◆ TASK DETAILS
Nothing but the records beneath, reproduced exactly, should appear in the answer.

◆ RECORDS FOR THIS TASK
+--

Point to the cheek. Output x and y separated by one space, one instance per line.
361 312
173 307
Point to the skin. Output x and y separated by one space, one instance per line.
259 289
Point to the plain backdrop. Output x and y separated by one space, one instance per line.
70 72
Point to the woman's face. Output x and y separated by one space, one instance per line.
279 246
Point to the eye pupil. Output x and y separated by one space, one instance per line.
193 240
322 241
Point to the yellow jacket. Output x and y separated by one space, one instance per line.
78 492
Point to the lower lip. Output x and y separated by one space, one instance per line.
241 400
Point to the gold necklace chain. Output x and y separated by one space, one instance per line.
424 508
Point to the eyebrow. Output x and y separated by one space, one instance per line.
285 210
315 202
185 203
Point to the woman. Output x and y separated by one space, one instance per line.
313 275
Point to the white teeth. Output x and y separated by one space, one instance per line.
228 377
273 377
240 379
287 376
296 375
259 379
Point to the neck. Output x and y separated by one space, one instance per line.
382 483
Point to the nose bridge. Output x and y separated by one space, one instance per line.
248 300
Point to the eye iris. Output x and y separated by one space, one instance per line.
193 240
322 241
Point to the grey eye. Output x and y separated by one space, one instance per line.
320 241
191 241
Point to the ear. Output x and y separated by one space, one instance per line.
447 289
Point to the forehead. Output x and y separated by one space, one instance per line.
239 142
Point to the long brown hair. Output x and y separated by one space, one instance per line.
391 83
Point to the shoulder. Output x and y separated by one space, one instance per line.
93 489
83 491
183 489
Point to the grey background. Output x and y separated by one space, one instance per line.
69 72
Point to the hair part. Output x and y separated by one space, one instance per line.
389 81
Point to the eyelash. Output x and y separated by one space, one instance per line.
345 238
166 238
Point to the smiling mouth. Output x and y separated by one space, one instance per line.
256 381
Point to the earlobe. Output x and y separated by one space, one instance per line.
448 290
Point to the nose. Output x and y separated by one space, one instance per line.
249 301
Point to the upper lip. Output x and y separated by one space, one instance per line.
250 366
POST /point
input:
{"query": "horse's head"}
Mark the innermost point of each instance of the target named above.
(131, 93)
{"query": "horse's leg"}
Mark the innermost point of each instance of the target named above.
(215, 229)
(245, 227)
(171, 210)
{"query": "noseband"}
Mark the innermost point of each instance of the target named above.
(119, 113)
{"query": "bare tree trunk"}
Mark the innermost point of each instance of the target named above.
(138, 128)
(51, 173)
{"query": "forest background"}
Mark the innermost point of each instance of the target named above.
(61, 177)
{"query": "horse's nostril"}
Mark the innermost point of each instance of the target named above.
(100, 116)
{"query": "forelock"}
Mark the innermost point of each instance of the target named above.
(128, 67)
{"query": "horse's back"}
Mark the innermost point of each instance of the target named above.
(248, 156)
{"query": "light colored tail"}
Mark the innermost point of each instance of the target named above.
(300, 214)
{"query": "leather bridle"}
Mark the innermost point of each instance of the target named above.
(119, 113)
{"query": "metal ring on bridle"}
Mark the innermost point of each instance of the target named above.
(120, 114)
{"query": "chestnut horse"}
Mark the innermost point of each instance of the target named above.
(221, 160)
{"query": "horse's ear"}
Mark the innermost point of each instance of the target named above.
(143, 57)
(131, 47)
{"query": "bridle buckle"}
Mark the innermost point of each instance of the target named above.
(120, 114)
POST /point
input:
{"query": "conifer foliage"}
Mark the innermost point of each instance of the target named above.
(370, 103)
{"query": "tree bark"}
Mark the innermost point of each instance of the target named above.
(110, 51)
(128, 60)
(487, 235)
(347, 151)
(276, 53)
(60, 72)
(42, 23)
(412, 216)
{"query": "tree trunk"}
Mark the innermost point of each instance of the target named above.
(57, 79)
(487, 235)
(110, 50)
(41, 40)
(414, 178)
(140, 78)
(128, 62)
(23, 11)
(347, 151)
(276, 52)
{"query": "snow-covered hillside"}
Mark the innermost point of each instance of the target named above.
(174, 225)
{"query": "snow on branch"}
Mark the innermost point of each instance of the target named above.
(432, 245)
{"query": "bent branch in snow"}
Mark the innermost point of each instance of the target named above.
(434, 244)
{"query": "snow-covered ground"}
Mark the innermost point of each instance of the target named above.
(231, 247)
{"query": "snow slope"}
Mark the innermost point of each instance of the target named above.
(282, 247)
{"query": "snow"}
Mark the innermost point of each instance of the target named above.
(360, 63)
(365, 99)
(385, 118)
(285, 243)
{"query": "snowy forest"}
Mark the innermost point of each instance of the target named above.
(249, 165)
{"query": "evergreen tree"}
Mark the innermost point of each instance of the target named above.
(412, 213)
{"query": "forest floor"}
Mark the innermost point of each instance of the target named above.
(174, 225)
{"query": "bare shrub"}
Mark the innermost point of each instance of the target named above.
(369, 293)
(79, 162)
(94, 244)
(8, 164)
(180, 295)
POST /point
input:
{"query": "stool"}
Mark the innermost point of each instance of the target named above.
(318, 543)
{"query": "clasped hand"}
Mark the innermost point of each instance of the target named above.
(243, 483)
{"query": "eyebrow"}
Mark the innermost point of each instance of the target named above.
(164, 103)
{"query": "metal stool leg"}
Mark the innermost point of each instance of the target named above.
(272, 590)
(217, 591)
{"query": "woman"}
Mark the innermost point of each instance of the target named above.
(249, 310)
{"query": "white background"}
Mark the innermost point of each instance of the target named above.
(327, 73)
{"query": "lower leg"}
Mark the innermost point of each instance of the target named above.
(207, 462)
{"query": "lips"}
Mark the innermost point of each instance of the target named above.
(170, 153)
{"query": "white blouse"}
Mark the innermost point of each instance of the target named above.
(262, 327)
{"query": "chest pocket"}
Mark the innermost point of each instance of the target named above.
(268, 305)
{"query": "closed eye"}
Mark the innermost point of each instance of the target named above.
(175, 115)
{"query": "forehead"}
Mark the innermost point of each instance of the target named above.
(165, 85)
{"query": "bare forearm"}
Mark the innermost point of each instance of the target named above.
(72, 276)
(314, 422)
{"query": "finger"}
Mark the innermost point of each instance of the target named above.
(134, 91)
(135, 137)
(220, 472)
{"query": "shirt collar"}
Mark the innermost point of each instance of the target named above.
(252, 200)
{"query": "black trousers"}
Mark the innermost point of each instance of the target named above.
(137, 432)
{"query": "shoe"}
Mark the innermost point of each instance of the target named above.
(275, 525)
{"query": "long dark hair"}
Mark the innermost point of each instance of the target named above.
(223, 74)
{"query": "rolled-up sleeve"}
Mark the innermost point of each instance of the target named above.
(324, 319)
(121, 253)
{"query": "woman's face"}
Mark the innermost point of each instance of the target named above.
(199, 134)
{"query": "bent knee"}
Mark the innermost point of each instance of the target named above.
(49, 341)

+--

◆ REPLY TO THE TASK
Point to the cheek. Output x and y separated by one space, one instance per line.
361 312
173 307
Point to the skin. Output x and y separated by one space, one instance per line.
259 289
Point to the plain backdrop. Output x and y separated by one space, one instance per line.
70 72
Point to the woman's face. Output x and y separated by one space, one instance per line.
279 246
Point to the eye pupil. Output x and y separated by one space, one instance per line.
193 240
322 241
Point to the yellow jacket. Output x and y separated by one space, one instance per line.
78 492
Point to the lower lip. Output x and y separated by one space, one instance per line.
241 400
Point to the gold necklace chain. Output x and y separated by one space, one instance per line.
424 508
Point to the eyebrow. Output x and y separated by one space, one instance per line.
285 210
315 202
185 203
Point to the woman. Output x and y separated by one space, one instance per line.
313 275
Point to the white teeth. Output x and y separated by one space, one instance per line.
228 377
273 377
240 379
287 376
296 375
259 379
Point to the neck. Output x and y separated by one space, one instance per line.
382 483
Point to the nose bridge. Output x and y separated by one space, one instance per line.
248 300
Point to the eye iris. Output x and y separated by one space, one instance per line.
193 240
322 241
Point to the grey eye. Output x and y separated by one space, one instance per line.
320 241
191 241
Point to the ear. Output x and y separated by one space, one instance per line.
447 289
Point to the forehead. Output x and y separated by one space, one instance per line.
239 142
Point to the long brown hair. Output x and y separated by one space, one instance per line.
391 83
Point to the shoulder. Output x and y separated by one space, one instance per line.
93 489
83 491
183 489
Point to the grey background. Output x and y separated by one space, one instance per line.
69 72
Point to the hair part. Output x and y separated by one space, one instance per line.
389 81
Point to the eyelash. Output x and y separated by one space, one instance per line.
345 238
166 238
Point to the smiling mouth. Output x and y separated by one space, one instance per line.
256 381
Point to the earlobe. Output x and y separated by one space, one instance per line.
448 290
Point to the nose. Output x and y separated by one space, one instance per line.
249 301
Point to the upper lip. Output x and y separated by one space, one instance per line.
250 366
POST /point
input:
{"query": "horse's head"}
Mark the innermost point of each instance of the target named above.
(131, 93)
{"query": "horse's leg"}
Mark the innermost point of each instance of the target named above.
(215, 229)
(245, 227)
(171, 210)
{"query": "noseband"}
Mark the innermost point of each instance of the target named above.
(119, 113)
{"query": "bare tree trunk"}
Mark the innermost point of each instance of the target named above.
(138, 128)
(51, 173)
{"query": "forest background"}
Mark the innermost point of each instance of the target named above.
(61, 177)
{"query": "horse's nostril"}
Mark the innermost point of each instance of the target named above.
(100, 116)
{"query": "forelock"}
Mark the innermost point of each instance of the target named above.
(128, 67)
{"query": "horse's back"}
Mark the innermost point of each instance of the target named above.
(248, 156)
{"query": "light colored tail"}
Mark the innermost point of each instance of the target named above.
(300, 214)
{"query": "leather bridle"}
Mark the innermost point of each instance of the target named above.
(119, 113)
{"query": "metal ring on bridle"}
Mark the innermost point of each instance of the target named above.
(120, 114)
{"query": "chestnut horse"}
Mark the innermost point of each instance of the target named above.
(221, 160)
{"query": "horse's ear"}
Mark the innermost point of each instance of the target named above.
(143, 57)
(131, 47)
{"query": "bridle buckle"}
Mark the innermost point of each instance of the target named above.
(120, 114)
POST /point
input:
{"query": "conifer foliage"}
Mark the innermost point of each instance of the target named above.
(370, 103)
{"query": "tree bark"}
Mark the innermost point of each instance of the target named above.
(110, 51)
(128, 60)
(487, 235)
(347, 151)
(276, 53)
(60, 72)
(42, 23)
(412, 216)
{"query": "tree trunk"}
Mark the innermost point of each instance of the target named above.
(57, 79)
(487, 235)
(110, 50)
(41, 40)
(414, 178)
(140, 78)
(128, 62)
(23, 11)
(347, 151)
(276, 52)
{"query": "snow-covered hillside"}
Mark the innermost point of each instance of the target named above.
(174, 225)
{"query": "snow on branch"}
Mark the innermost point of each instance of the target named above.
(432, 245)
{"query": "bent branch in snow"}
Mark the innermost point of each instance of the target named above.
(434, 244)
{"query": "snow-covered ground"}
Mark the innermost point of each instance of the target named above.
(231, 247)
{"query": "snow slope"}
Mark the innermost point of each instance of the target named above.
(282, 247)
{"query": "snow"}
Mark the innermost point of each instance of the target named above.
(360, 63)
(365, 99)
(385, 118)
(285, 243)
{"query": "snowy forest"}
Mark the innermost point of each instance of the target named above.
(249, 165)
{"query": "evergreen tree"}
Mark the innermost point of each instance of the target named above.
(412, 213)
{"query": "forest floor"}
Mark the innermost point of each instance of the target named above.
(174, 225)
{"query": "bare shrub"}
Mark the innermost point of each instance of the target named above.
(369, 293)
(79, 162)
(94, 244)
(8, 164)
(180, 295)
POST /point
input:
{"query": "stool"}
Mark the innermost point of each instance of the target named above.
(318, 543)
{"query": "clasped hand"}
Mark the innermost point of each instance of the target named above.
(243, 483)
{"query": "eyebrow"}
Mark the innermost point of each instance of the target named above.
(164, 103)
{"query": "metal stool leg"}
Mark the innermost point of each instance of the target named above.
(272, 590)
(217, 591)
{"query": "woman"}
Mark the innermost point of each instance of the target named above.
(249, 310)
{"query": "white background"}
Mark the innermost point of each instance of the target named above.
(327, 73)
{"query": "lower leg"}
Mark the innermost point of each instance of the target named above.
(207, 462)
{"query": "lips"}
Mark the innermost point of each instance of the target named above.
(170, 153)
{"query": "white blouse"}
Mark the innermost point of each instance of the target named above.
(262, 327)
{"query": "chest pocket"}
Mark the innermost point of each instance of the target named above.
(268, 305)
{"query": "closed eye"}
Mark the innermost point of each instance of the target named above.
(175, 115)
{"query": "forehead"}
Mark the innermost point of each instance of the target named above.
(165, 85)
{"query": "bare forearm"}
Mark the innermost point of each instance of the target named above.
(72, 276)
(314, 422)
{"query": "finger"}
Mark the innermost point of each instance of the target named above.
(134, 91)
(135, 137)
(220, 472)
{"query": "shirt collar"}
Mark the innermost point of each instance of the target named above.
(252, 200)
{"query": "black trousers"}
Mark the innermost point of each instance of the target named above.
(137, 432)
{"query": "shoe"}
Mark the innermost point of each instance of the target named above.
(275, 525)
{"query": "long dark hair"}
Mark the innermost point of each instance of the target named above.
(223, 74)
{"query": "rolled-up sleeve"}
Mark the innermost point of each instance of the target named above.
(324, 319)
(121, 253)
{"query": "woman's face"}
Mark the innermost point of each instance of the target named above.
(199, 134)
{"query": "bent knee"}
Mark the innermost point of each instance of the target named above.
(49, 341)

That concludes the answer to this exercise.